• What this task involves:
How many of the lines below contain the string "shrub"? Reply with the number alone.

• Excerpted data:
--- Start ---
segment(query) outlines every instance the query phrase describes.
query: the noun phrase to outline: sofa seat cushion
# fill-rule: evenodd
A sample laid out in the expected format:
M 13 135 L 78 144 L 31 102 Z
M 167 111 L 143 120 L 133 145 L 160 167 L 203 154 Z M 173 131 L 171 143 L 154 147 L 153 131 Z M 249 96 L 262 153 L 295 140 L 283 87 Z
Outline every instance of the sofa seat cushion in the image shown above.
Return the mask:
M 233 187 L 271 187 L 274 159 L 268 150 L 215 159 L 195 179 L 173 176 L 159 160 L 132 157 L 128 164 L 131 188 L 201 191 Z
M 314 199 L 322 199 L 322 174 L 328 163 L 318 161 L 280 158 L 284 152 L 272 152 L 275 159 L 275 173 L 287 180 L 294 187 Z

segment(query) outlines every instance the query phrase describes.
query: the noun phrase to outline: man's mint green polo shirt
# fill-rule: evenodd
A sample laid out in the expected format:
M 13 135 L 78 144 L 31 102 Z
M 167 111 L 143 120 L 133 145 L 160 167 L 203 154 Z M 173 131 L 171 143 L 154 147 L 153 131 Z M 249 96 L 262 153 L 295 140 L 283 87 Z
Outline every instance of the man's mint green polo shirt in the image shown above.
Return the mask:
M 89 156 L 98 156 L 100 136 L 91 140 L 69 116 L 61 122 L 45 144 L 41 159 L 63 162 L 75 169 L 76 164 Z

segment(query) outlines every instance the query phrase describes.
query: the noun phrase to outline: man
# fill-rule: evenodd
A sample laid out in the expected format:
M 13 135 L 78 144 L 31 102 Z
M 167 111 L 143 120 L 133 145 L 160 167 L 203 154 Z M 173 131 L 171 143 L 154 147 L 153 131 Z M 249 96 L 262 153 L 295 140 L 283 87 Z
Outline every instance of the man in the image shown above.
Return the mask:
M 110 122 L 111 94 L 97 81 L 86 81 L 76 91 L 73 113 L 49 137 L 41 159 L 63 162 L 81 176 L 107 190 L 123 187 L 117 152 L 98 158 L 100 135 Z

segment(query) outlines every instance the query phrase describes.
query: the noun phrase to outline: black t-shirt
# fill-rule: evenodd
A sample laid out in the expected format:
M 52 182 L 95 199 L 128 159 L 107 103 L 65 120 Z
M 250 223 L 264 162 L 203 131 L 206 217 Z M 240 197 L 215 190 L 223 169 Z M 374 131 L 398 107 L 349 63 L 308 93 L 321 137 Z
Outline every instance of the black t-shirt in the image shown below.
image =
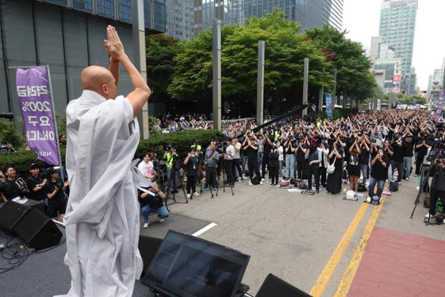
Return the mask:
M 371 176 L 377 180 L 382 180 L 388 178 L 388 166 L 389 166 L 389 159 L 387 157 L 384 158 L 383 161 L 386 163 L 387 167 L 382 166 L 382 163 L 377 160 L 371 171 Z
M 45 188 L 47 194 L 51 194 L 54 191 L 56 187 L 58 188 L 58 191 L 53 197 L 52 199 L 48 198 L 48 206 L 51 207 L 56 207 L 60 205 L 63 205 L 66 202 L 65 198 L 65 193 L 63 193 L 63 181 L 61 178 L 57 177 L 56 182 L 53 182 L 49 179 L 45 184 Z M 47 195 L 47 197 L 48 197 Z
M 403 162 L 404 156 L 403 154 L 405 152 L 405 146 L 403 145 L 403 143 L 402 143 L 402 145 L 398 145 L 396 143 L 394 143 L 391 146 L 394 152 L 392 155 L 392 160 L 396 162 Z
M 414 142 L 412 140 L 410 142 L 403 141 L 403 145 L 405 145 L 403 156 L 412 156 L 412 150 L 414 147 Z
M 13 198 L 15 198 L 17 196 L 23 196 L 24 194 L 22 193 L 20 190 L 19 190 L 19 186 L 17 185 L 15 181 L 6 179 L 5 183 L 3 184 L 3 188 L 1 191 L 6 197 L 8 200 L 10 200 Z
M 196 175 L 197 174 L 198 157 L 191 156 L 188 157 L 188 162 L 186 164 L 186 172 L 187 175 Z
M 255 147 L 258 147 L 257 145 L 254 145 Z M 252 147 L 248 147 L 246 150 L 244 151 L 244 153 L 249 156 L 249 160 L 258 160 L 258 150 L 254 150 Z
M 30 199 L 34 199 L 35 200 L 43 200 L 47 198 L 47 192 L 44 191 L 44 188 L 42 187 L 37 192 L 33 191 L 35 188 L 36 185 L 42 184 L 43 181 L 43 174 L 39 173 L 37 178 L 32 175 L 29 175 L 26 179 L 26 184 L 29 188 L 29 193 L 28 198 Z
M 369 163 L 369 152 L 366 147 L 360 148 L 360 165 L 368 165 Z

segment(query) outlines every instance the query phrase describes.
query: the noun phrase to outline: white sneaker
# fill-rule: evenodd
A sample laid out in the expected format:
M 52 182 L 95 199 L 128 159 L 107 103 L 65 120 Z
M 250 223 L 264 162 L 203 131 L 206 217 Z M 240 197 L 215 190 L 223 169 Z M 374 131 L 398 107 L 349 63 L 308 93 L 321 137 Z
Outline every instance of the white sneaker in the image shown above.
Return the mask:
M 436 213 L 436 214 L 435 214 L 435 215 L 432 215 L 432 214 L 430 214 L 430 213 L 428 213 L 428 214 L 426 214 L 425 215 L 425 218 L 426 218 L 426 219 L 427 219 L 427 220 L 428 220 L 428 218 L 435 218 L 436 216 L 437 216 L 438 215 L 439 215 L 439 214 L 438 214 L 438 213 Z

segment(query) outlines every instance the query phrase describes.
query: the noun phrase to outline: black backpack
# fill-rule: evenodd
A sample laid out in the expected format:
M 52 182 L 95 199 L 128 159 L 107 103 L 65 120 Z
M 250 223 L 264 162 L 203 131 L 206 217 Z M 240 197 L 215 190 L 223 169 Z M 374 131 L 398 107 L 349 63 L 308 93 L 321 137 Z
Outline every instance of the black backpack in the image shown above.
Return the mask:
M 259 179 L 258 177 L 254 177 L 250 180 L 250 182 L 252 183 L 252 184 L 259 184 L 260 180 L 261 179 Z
--- End ---
--- Start ---
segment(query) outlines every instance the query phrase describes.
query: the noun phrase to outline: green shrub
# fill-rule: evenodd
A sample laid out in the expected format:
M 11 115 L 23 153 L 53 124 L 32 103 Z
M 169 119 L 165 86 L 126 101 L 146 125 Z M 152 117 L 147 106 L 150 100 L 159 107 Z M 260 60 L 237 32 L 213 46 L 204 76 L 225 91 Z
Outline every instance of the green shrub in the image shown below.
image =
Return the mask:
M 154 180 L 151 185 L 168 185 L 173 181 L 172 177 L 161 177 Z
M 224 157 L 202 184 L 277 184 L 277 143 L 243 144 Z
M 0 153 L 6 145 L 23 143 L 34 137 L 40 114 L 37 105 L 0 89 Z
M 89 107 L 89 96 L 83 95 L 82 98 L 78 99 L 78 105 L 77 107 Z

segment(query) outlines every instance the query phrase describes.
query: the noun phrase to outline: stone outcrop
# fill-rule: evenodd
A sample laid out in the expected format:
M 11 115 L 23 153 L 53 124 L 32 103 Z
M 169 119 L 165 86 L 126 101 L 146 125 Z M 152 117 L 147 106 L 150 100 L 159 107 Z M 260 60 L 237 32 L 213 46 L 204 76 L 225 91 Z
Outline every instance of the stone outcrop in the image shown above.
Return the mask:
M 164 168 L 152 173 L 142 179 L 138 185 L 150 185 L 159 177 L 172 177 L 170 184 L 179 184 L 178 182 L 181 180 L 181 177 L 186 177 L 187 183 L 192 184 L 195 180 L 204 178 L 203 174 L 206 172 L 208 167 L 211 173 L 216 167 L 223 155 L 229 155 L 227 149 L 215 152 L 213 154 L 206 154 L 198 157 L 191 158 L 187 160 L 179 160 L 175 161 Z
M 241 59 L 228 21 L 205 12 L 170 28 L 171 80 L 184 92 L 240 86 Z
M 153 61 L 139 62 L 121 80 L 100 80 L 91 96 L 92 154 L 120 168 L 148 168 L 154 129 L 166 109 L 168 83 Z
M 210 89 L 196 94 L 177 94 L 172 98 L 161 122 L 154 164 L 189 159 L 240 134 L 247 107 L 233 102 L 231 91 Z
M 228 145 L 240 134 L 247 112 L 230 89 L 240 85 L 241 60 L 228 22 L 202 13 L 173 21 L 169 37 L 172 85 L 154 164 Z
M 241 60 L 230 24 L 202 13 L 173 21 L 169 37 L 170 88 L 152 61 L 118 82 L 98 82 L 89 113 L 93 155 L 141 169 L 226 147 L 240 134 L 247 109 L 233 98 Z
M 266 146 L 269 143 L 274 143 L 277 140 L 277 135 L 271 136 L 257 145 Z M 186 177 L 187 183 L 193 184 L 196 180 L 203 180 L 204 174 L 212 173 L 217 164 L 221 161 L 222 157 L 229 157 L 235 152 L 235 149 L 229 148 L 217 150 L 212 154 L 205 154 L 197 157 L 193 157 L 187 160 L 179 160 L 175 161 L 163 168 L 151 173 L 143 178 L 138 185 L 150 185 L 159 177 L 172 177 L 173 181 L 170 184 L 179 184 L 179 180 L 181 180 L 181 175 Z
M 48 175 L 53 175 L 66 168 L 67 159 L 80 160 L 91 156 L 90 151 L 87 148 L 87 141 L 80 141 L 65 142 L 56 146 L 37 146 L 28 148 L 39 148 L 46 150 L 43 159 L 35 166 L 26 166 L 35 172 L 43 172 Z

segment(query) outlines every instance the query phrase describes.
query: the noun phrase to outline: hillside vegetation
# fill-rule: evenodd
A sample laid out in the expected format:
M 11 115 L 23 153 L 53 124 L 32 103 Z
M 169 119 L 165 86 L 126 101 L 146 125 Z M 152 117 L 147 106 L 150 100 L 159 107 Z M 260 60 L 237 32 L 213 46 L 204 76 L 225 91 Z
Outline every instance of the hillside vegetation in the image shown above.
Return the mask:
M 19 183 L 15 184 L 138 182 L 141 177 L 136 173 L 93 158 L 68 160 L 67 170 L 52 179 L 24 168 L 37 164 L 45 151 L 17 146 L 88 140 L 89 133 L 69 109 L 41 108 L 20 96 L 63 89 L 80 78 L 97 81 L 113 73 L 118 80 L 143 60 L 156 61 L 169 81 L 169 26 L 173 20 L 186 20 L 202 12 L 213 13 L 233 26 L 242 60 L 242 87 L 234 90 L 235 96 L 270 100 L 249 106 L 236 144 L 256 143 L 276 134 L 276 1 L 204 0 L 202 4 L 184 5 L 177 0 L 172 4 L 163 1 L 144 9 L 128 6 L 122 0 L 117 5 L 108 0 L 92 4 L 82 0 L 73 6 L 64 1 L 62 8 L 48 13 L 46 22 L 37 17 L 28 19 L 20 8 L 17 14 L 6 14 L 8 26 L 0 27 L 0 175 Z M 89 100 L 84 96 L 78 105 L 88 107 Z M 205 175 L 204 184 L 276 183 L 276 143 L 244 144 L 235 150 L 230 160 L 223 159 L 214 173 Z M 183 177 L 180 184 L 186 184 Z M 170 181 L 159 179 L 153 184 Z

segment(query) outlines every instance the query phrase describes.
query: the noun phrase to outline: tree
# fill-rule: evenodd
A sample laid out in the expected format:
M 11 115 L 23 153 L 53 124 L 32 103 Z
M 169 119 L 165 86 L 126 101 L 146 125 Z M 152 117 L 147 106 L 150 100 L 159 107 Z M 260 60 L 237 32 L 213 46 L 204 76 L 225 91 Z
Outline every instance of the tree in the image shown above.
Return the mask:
--- End ---
• Answer to this exercise:
2